» **EXTRAIT DU DOCUMENT**
Des relais du pouvoir ont affirmé que j’avais été « acheté avec de grosses sommes [2]  », ou que mon témoignage était « tronqué » et qu’il s’agissait de « visions simplistes et réductrices [3]  ». Le ministre de la Justice (ex-Premier ministre), Ahmed Ouyahia, a annoncé le 2 mars 2001 que je serai jugé pour ce livre, « une action qui participe d’une agression contre l’Algérie par certains milieux et dont les animateurs [qu’il n’a pas autrement désignés] sont connus de tous ». Dans la même veine grotesque, quinze jours après la sortie de mon livre, le Mouvement de la société pour la paix de Mahfoud Nahnah (l’un des partis « islamistes » qui soutiennent les généraux) a fait savoir que mon livre et celui de Nesroulah Yous sur le massacre de Bentalha [4] étaient l’émanation de « cercles français qui ouvrent pour une galaxie politique connue pour ses orientations et ses accointances avec les parties travaillant pour l’envenimement (sic) dans le pays » et visant à « faire le procès de l’institution militaire et des services de sécurité » ; et qu’il allait « procéder à l’installation d’un groupe de personnalités pour se constituer partie civile contre l’éditeur des deux livres et leurs auteurs [5]  ». Ce qui n’a évidemment jamais été fait.

Mais la réaction la plus significative est venue de l’homme le plus puissant de l’Algérie, le général de corps d’armée Mohamed Lamari. Dans un long « ordre du jour aux officiers, sous-officiers et djounoud » (soldats), en date du 26 février 2001 [6] , il a dénoncé une « campagne médiatique délirante » visant à « remettre d’actualité le mythe du « Qui tue qui ? » ». Lamari a rappelé aussi ma condamnation à une peine de prison, pour me déconsidérer. Mais quel crédit peut-on accorder à ces commentaires, venant du représentant d’un pouvoir qui transforme les mensonges en vérité, qui interdit toute enquête, même nationale ? Dans quel pays se disant « démocratique » des massacres, parfois de centaines de pauvres gens, peuvent avoir lieu sans que personne, au sein de l’autorité publique, n’éprouve le besoin de diligenter une enquête ?

J’ai toujours dit que je suis prêt à témoigner en Algérie, du moins si une enquête sérieuse a lieu. Je me considère comme complice des atrocités que j’ai vues. Je n’ai pas empêché qu’on massacre des gens. S’il y a une justice sur cette terre, je suis prêt à payer. Pourquoi mentirai-je ? On a fait le sale boulot et je suis prêt à le dire pour que justice soit faite. Mais je sais aussi que, tant que ces généraux sont au pouvoir, la justice algérienne est à leur botte et que nos magistrats n’ont aucune possibilité de faire mener des enquêtes et de prononcer des jugements vraiment impartiaux. C’est pourquoi je demande, avec beaucoup de mes compatriotes, une enquête internationale.

» **CONSIGNES**
**a)** Relevez toutes les personnes désignées par leur nom dans l'extrait sur les réactions au livre ci-dessus.
**b)** D'après l'extrait sur les réactions au livre, de quand date l'ordre du jour du général Mohamed Lamari aux officiers, sous-officiers et djounoud ?
**c)** Poursuivez l'extrait sur les réactions au livre à partir de sa dernière phrase.

Entrées tirées d'une collection
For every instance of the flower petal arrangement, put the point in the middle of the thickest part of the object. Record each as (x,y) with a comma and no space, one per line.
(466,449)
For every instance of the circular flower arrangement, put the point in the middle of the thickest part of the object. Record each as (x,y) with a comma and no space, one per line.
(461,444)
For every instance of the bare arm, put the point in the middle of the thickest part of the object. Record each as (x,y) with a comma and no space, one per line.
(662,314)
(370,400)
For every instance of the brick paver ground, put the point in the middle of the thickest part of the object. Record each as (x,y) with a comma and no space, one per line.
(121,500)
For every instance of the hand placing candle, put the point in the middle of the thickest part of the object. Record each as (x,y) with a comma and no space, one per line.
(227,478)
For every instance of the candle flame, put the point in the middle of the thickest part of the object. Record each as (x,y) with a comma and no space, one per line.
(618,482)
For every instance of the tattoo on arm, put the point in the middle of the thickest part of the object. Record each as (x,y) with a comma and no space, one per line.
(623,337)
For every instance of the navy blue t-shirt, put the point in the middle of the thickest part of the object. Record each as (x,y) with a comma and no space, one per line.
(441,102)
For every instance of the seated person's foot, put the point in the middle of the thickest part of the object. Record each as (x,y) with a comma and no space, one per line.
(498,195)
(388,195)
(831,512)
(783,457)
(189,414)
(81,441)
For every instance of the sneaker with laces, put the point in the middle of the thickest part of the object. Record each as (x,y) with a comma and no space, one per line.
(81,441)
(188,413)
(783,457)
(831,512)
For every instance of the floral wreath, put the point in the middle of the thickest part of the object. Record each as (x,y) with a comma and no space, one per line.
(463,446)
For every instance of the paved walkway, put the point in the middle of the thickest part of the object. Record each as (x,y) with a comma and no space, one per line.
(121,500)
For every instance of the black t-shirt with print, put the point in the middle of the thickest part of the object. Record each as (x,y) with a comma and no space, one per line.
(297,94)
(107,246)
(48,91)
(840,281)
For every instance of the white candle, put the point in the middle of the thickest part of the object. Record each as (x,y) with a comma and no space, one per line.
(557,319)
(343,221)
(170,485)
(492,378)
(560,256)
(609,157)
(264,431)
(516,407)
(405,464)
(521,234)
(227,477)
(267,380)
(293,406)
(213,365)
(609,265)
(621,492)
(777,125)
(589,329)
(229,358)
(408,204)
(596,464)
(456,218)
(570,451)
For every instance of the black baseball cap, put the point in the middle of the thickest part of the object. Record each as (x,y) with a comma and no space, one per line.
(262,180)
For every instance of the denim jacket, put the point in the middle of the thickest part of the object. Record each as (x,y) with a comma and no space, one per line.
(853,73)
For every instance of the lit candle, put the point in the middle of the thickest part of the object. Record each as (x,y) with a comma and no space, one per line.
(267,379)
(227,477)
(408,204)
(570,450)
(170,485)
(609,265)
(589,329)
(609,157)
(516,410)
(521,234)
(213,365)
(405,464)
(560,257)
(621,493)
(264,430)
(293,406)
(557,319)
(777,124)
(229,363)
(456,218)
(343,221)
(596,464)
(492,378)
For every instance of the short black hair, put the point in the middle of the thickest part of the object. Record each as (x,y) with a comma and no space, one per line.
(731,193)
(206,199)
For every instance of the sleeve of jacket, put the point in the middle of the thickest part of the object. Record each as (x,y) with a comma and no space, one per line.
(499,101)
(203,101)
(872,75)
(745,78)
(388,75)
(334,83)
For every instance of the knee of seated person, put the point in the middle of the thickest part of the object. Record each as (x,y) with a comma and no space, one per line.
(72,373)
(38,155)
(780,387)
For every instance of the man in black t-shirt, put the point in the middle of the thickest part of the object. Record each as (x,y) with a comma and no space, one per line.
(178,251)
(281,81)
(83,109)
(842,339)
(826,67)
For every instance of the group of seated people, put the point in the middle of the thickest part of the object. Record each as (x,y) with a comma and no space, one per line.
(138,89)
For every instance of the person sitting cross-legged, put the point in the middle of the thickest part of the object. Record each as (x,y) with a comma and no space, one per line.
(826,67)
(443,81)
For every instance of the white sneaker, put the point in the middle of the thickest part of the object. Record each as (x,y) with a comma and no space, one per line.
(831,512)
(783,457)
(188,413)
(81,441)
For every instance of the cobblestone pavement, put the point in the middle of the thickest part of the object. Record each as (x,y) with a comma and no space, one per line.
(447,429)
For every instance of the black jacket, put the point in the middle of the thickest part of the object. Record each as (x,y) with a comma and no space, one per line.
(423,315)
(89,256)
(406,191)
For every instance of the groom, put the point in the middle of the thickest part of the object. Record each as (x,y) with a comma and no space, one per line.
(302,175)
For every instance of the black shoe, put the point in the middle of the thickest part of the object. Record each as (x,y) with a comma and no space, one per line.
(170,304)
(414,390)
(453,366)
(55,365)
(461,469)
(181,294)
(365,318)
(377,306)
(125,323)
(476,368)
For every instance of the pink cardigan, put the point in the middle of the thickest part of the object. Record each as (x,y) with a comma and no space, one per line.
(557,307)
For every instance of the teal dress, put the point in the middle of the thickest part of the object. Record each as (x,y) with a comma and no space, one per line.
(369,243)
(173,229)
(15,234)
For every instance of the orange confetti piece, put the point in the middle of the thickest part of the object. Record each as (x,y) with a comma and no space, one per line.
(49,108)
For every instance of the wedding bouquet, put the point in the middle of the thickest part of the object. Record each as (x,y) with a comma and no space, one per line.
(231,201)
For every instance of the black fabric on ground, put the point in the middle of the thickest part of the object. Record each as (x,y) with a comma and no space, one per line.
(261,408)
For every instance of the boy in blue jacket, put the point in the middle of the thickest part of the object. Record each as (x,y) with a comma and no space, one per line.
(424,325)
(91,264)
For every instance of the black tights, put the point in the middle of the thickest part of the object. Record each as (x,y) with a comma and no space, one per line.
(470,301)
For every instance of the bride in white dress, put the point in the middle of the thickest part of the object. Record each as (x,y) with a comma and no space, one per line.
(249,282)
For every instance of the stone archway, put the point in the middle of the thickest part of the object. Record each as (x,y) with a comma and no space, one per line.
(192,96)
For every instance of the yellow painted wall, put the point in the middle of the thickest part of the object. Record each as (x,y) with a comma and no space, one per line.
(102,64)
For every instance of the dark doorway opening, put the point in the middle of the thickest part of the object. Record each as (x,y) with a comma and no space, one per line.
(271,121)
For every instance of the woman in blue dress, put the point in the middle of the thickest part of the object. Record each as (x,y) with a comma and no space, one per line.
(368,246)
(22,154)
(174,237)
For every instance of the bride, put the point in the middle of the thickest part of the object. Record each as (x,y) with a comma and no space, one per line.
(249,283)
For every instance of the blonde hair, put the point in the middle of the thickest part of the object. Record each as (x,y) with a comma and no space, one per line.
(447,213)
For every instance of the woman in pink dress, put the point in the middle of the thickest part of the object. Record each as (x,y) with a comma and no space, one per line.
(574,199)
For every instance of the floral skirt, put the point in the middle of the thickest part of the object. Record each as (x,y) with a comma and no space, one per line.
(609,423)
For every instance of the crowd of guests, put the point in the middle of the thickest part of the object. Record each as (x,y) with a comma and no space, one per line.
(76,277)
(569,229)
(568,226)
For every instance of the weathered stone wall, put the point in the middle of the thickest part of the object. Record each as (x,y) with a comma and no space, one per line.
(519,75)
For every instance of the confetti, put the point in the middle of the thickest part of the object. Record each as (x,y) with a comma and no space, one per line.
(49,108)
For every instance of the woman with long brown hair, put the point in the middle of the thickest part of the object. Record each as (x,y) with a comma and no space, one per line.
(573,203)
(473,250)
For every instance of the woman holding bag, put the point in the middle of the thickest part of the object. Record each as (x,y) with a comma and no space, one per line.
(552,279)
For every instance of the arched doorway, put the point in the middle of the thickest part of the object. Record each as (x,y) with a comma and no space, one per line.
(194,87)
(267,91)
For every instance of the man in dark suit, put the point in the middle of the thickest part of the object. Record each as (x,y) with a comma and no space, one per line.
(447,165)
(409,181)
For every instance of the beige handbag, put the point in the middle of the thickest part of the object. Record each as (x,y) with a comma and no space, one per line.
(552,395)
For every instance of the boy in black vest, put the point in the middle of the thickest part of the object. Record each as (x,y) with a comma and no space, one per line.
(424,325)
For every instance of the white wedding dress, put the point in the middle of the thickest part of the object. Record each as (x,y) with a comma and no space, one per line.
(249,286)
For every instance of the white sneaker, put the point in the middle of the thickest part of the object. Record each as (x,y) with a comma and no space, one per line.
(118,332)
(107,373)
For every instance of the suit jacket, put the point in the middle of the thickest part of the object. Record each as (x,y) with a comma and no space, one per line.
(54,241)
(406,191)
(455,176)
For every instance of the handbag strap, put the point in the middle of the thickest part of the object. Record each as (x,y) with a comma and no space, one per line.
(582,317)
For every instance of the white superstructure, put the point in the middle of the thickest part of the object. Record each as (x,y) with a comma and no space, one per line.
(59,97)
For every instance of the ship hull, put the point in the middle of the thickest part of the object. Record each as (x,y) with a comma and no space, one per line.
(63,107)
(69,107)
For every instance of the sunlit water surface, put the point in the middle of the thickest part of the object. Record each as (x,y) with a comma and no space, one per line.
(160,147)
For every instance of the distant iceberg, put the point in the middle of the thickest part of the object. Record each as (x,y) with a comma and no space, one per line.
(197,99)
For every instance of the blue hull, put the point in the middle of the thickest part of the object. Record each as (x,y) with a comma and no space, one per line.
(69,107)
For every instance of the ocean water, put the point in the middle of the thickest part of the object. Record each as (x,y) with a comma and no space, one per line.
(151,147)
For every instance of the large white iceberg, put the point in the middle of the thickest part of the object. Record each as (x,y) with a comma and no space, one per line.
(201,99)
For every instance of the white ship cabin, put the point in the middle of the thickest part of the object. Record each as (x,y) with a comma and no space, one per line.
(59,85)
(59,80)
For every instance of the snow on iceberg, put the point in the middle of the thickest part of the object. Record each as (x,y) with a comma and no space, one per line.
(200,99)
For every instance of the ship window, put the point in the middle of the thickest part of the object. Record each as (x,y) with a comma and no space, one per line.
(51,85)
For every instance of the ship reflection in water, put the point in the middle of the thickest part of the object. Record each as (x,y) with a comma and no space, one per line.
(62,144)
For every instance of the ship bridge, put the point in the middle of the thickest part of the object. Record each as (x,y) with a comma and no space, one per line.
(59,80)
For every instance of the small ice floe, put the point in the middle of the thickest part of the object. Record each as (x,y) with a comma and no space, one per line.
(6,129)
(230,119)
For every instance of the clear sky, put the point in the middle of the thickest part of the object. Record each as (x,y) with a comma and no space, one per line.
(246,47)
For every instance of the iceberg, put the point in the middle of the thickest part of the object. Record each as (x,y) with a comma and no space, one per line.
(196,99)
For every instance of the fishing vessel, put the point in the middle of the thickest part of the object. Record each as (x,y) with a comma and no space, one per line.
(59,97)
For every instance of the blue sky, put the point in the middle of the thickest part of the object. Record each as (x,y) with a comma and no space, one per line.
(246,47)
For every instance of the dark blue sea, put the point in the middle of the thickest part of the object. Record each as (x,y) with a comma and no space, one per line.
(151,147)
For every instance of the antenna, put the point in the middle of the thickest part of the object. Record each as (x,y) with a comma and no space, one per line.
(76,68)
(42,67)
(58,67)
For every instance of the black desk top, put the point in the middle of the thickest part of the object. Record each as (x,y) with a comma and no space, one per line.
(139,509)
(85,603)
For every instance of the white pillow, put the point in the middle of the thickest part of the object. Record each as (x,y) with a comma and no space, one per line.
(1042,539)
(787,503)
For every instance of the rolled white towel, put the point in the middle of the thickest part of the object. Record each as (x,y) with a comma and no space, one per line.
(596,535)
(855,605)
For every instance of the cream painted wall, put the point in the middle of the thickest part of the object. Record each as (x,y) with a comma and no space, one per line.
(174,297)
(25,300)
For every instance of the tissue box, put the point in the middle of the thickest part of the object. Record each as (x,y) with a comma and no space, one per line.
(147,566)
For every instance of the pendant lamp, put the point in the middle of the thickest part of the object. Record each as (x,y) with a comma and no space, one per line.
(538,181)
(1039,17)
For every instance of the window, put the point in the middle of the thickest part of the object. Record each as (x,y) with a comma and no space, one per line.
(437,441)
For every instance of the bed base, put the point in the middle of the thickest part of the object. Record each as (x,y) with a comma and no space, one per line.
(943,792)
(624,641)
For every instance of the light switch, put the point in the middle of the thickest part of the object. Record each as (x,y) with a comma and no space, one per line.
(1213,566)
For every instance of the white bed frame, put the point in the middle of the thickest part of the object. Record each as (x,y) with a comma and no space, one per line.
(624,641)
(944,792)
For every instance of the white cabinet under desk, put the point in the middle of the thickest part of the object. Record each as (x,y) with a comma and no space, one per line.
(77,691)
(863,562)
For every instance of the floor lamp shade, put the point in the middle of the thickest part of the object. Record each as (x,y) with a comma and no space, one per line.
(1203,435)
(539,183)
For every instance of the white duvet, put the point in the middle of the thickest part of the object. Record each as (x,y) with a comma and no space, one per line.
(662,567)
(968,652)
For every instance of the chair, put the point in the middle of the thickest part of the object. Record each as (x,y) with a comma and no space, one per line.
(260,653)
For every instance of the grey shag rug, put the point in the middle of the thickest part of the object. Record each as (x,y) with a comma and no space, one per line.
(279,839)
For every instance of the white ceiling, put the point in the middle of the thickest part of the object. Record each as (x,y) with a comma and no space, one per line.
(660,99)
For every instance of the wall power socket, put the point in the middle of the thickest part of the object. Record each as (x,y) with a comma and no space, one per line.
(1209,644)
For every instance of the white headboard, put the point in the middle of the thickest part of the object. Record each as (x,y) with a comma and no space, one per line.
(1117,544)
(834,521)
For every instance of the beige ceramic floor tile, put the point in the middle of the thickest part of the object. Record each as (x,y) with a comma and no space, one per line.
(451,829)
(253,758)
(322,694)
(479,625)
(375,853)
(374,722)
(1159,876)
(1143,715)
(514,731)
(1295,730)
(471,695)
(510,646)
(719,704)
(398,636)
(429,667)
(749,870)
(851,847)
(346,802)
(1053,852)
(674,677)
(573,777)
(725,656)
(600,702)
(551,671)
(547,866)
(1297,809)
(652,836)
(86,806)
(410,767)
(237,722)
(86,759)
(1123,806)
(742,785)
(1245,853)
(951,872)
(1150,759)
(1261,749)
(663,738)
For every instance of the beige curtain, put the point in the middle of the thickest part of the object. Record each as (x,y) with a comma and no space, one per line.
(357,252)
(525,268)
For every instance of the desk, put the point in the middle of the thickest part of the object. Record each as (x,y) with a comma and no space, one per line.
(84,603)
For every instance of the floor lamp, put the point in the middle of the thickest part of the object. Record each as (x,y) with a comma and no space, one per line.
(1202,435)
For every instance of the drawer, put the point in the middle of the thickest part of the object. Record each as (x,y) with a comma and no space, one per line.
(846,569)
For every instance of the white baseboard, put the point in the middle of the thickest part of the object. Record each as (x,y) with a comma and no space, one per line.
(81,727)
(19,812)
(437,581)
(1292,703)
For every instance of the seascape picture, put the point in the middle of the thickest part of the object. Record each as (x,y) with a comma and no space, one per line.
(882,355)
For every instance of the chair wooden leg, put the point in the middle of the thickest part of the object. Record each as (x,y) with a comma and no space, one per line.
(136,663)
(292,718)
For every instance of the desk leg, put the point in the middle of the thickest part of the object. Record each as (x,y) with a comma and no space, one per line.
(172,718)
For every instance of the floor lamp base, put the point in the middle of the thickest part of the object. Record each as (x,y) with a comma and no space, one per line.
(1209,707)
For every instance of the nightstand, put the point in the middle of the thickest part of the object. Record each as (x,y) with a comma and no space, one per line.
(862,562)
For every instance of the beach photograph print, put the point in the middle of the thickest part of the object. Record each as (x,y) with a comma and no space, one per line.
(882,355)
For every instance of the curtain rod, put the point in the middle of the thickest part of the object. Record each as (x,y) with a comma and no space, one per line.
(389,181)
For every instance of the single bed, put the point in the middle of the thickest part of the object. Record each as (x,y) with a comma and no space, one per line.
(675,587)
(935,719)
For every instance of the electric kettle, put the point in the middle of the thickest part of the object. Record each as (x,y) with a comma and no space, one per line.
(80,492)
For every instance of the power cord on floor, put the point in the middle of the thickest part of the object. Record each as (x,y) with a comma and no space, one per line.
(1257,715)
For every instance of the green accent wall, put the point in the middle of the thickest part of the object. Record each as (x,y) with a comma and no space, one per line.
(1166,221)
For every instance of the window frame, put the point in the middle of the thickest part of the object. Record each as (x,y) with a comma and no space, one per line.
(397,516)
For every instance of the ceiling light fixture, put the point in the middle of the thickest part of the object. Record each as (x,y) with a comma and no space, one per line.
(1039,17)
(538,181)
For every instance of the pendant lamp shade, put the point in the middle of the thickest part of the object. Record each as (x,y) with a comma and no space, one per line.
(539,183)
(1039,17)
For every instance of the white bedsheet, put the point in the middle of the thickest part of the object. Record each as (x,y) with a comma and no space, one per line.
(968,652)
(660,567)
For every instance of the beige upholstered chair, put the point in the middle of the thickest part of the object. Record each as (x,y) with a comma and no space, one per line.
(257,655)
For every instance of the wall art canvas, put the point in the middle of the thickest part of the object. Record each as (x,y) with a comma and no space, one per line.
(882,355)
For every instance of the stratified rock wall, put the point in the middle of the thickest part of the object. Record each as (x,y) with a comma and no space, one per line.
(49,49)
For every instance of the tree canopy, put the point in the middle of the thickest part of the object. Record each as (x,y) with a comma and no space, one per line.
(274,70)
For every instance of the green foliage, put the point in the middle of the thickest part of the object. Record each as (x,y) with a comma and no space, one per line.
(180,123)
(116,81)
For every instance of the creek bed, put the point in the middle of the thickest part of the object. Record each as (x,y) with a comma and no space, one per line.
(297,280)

» **CORRIGÉ**
**a)** Ahmed Ouyahia, Mahfoud Nahnah, Nesroulah Yous, Mohamed Lamari

**b)** Du 26 février 2001.

**c)**
Des erreurs qui n’en sont pas

Je ne dis pas que tous ceux qui ont mis en cause mon témoignage sont manipulés ou recrutés par le service d’action psychologique du DRS. Certains l’ont fait sans doute par conviction. Mais je dois constater que, au-delà des convictions et des insultes, les dizaines de faits précis que je rapporte dans mon livre n’ont fait l’objet que de très rares contestations. L’une d’elle est venue d’un journaliste anglo-algérien, Francis Ghilès, lequel prétend avoir relevé « deux erreurs qui créent la suspicion », dont il affirme pouvoir « témoigner » [7] .

Celui-ci conteste d’abord que le général Ali Boutighane (dont je dis, page 127, qu’il était partisan d’une réconciliation avec les islamistes [8] ) ait pu être assassiné, en 1995, parce qu’il ne bénéficiait pas d’une protection rapprochée : selon lui, le général Boutighane « a toujours refusé toute protection, estimant que le risque zéro n’existe pas ». Mais il n’y a là aucune « erreur » de ma part : le jour ou une enquête véritablement impartiale sera menée sur cette affaire, j’indiquerai qui sont les responsables de son assassinat et les témoins absolument fiables dont je tiens que le général Boutighane s’était vu refuser, quelques jours avant son assassinat une protection armée (et pourquoi la cause immédiate de sa mort a sans doute été l’enquête qu’il menait sur une grave affaire de corruption impliquant de hauts responsables du commandement des forces navales).

La seconde « erreur » concernerait la fameuse affaire dite « de l’Amirauté », en février 1992, lors de laquelle un commando islamiste attaqua le commandement des forces navales (CFN) à Alger, tuant quatre militaires. J’ai expliqué (p. 57) qu’il s’agissait d’une « provocation particulièrement tordue » de la Sécurité militaire, qui avait été baptisée « Opération pastèque » par le général Mohamed Lamari. Pour M. Gilhés, « la vérité est autre ». D’abord, dit-il, parce que l’attaque visait la base navale d’Alger et non le siège du CFN, distant de 800 mètres (« il est étonnant qu’un officier affecté à des rondes régulières au centre d’Alger se trompe ainsi », affirme-t-il, sous-entendant que je parle de ce que je ne connais pas) ; mais j’ai expliqué que l’attaque visait « L’Amirauté », lieu qui regroupe, autour du siège du CFN, la base navale et d’autres bâtiments de la marine, très proches les uns des autres : il est donc parfaitement ridicule de voir là une contradiction. Ensuite, parce que, selon le même journaliste, l’élève-officier Djnouhat qui, avec plusieurs de ses camarades, avait été complice de l’attaque, n’a pas été arrêté en 1991 comme je le dis (avant d’être relâché, puis réincarcéré plus tard), mais en 1994 : je maintiens fermement tout ce que j’ai écris à ce sujet, qui m’a été rapporté en détail par Djnouhat lui même, que j’ai connu en prison (mais aussi par d’autres témoins et officiers chargés de cette affaire dont je n’ai pas parlé et que je pourrai faire connaître quand une véritable enquête sera menée).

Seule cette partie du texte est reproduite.